# Do this:
Count the lines of the records below that contain the string "tower", matching case exactly. Give only the number.

# Excerpts from location labeling data:
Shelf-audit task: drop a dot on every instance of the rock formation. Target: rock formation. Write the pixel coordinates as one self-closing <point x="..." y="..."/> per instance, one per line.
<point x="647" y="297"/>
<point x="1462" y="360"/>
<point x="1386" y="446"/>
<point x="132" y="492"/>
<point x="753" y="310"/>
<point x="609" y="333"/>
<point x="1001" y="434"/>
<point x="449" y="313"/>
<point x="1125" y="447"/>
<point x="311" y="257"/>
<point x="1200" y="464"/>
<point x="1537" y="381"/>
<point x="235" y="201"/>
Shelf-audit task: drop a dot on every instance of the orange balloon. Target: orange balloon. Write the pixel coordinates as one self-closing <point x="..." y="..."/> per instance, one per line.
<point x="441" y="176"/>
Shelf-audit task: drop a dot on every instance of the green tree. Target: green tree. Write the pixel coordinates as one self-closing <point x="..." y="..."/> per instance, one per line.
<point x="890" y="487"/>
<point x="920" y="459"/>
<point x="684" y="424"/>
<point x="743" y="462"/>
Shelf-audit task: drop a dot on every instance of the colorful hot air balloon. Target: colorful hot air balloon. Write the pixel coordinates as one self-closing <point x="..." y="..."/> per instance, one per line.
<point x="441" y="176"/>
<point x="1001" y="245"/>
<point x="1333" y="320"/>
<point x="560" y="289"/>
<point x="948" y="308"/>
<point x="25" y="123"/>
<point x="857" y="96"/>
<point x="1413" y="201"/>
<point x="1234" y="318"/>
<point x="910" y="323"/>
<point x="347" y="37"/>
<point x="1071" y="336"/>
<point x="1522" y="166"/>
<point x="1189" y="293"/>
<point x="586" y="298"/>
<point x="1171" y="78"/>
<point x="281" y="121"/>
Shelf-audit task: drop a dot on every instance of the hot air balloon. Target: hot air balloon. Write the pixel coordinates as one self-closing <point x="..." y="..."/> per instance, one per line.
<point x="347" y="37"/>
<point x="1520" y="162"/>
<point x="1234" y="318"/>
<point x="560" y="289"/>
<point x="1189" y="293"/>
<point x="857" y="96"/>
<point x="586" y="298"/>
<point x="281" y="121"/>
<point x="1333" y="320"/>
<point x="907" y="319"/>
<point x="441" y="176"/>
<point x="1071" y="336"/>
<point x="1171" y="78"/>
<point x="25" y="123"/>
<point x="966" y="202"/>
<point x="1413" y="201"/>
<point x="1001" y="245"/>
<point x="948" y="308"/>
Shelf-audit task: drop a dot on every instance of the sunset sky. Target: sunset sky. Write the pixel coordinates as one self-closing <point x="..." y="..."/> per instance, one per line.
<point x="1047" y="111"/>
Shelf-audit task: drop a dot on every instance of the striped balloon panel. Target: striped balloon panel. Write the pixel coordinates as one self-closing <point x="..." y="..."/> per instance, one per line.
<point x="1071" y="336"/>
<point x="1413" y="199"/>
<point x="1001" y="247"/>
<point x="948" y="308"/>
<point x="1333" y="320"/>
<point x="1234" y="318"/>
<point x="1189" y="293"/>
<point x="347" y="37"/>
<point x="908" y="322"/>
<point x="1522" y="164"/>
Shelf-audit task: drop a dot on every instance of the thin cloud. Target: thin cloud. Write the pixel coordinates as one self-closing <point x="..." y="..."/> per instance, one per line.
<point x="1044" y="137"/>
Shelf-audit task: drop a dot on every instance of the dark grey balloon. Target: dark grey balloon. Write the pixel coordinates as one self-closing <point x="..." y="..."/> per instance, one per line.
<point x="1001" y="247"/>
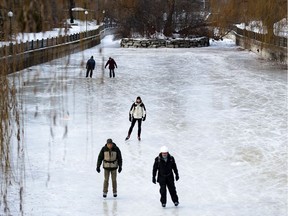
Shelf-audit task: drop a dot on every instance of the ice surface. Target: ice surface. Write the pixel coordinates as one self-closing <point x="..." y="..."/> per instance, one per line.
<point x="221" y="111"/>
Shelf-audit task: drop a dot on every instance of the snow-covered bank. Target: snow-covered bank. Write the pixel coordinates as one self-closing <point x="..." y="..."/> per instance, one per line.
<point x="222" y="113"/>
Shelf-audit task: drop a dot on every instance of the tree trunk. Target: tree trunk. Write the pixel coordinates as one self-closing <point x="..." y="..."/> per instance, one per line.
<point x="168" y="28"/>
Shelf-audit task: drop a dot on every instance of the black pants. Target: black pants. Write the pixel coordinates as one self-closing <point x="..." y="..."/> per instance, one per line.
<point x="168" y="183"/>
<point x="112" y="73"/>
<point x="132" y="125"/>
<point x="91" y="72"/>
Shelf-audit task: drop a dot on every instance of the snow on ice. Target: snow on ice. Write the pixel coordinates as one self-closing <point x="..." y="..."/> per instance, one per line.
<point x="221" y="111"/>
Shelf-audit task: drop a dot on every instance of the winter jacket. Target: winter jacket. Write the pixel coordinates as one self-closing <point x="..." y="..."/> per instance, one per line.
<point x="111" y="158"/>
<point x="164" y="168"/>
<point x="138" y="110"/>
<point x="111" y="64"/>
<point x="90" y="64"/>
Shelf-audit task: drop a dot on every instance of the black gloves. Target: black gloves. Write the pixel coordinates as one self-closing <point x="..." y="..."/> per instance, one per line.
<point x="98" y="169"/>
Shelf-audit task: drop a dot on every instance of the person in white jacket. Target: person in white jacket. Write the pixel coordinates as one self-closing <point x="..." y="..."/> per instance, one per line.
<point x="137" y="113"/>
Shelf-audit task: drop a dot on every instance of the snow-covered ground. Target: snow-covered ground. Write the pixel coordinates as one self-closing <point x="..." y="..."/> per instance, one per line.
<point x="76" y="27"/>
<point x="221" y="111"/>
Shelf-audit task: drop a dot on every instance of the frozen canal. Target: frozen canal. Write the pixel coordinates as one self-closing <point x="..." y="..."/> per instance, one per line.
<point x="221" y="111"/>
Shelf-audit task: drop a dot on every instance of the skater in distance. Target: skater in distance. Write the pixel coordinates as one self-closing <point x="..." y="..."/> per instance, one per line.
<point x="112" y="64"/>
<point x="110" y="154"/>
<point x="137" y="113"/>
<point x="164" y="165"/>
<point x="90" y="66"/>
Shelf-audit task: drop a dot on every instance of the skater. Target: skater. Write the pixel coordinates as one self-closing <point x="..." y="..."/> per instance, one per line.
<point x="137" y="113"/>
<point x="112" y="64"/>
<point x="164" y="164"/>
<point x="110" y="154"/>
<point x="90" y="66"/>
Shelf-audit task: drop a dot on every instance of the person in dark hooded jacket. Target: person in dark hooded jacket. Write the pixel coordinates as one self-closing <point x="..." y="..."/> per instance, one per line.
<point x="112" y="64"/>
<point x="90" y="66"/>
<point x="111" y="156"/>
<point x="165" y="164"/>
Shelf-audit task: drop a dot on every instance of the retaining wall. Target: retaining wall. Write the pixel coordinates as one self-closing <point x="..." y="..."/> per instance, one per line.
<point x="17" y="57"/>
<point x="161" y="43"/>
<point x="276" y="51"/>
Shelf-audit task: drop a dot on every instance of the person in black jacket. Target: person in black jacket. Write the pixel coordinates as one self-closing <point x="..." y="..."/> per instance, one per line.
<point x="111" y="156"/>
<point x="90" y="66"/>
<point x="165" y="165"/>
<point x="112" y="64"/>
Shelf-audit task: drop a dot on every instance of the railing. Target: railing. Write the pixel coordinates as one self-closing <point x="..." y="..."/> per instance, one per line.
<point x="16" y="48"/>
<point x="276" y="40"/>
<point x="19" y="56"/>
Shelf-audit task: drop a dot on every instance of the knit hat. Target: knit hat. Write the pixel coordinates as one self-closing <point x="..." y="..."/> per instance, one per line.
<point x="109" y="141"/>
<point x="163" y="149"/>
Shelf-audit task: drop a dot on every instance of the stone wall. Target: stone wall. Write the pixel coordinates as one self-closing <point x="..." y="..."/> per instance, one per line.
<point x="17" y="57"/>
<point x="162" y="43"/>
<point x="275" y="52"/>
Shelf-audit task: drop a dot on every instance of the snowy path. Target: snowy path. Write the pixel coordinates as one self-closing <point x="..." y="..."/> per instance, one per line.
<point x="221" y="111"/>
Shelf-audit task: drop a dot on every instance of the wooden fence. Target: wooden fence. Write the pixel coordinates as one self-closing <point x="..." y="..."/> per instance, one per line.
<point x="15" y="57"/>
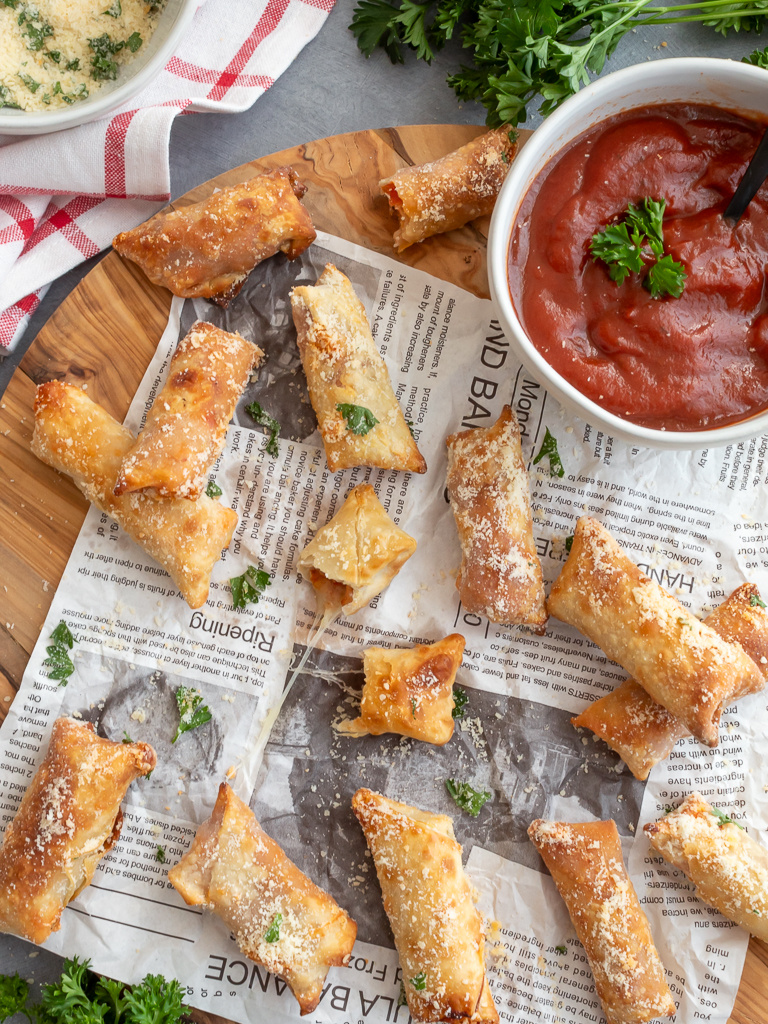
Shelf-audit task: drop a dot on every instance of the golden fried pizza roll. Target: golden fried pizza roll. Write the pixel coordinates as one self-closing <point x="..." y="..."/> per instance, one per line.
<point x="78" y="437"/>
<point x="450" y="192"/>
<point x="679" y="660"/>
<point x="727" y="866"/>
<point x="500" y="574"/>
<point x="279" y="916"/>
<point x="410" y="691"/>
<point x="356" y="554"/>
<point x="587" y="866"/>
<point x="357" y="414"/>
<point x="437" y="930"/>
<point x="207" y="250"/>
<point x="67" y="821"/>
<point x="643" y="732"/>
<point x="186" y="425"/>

==

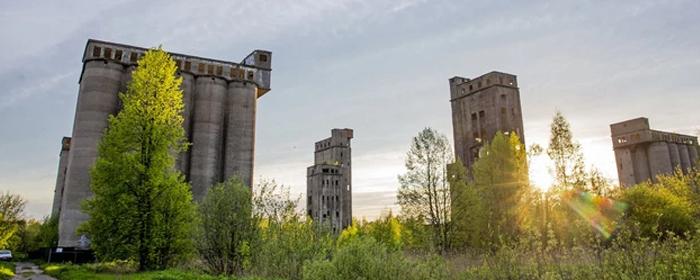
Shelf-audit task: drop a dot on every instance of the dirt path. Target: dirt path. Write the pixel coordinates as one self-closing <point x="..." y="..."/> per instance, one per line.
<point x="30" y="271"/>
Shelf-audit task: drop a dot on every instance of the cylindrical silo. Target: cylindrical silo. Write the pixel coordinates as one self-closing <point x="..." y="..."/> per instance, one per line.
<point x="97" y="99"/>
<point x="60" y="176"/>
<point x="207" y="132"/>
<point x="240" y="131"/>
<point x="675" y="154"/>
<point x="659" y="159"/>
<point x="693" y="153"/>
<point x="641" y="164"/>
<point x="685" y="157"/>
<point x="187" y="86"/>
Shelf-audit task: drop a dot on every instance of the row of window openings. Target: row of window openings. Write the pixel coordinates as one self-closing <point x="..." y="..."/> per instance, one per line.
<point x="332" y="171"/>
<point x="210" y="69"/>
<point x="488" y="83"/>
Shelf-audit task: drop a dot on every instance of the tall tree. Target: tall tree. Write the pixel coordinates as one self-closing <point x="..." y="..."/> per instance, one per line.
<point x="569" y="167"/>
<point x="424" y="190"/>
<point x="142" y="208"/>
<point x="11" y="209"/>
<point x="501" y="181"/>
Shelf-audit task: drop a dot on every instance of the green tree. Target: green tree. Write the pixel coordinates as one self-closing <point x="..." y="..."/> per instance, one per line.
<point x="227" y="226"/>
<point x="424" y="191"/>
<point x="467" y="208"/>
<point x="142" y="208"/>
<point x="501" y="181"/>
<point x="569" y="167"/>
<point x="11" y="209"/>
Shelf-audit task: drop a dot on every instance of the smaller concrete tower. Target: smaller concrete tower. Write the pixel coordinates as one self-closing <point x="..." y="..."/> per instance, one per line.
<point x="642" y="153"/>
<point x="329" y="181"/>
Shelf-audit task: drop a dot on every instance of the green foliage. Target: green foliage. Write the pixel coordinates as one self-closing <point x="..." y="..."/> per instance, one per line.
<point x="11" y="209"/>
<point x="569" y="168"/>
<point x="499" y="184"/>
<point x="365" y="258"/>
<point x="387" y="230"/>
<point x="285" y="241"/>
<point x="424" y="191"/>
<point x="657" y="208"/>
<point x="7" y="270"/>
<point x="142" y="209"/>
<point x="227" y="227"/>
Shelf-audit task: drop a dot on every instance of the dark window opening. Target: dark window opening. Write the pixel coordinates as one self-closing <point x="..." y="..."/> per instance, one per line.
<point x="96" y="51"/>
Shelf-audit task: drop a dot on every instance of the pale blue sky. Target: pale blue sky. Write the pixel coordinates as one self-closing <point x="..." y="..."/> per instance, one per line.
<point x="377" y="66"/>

...

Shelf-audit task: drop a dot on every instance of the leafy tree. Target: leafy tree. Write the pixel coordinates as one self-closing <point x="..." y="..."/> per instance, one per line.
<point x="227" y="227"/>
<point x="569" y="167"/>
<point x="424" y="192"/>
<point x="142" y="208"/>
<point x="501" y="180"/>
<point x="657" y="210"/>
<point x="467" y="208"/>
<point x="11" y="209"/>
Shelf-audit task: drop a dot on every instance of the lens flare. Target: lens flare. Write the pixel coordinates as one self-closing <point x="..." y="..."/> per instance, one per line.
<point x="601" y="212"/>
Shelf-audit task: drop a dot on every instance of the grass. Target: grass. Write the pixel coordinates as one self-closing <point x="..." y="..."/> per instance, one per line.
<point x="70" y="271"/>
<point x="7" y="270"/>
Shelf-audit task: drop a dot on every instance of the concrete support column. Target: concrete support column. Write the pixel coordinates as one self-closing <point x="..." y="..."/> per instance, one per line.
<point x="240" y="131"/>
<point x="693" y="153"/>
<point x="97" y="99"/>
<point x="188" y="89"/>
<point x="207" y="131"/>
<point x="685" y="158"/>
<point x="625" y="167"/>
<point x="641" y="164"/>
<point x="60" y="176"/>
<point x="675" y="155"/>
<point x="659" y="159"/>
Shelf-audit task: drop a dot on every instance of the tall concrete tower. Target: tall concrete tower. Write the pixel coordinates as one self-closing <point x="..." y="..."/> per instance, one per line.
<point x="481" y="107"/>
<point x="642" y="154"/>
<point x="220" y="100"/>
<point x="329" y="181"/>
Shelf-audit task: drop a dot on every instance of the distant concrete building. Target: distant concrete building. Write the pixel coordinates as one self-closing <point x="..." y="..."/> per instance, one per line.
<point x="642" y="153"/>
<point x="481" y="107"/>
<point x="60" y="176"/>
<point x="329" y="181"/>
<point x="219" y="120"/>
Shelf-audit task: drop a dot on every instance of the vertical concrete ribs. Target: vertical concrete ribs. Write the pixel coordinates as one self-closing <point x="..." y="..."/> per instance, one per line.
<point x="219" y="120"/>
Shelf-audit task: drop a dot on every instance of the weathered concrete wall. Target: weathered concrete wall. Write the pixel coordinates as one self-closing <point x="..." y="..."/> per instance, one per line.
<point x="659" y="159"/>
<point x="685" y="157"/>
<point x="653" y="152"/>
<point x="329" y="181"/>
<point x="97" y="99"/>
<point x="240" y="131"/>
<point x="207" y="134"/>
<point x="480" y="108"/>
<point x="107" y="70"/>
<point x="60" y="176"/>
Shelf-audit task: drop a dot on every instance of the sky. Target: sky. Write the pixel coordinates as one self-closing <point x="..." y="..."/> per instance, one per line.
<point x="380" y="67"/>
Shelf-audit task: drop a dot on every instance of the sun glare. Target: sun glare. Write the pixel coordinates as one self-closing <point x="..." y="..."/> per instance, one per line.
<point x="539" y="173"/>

# Result of the task:
2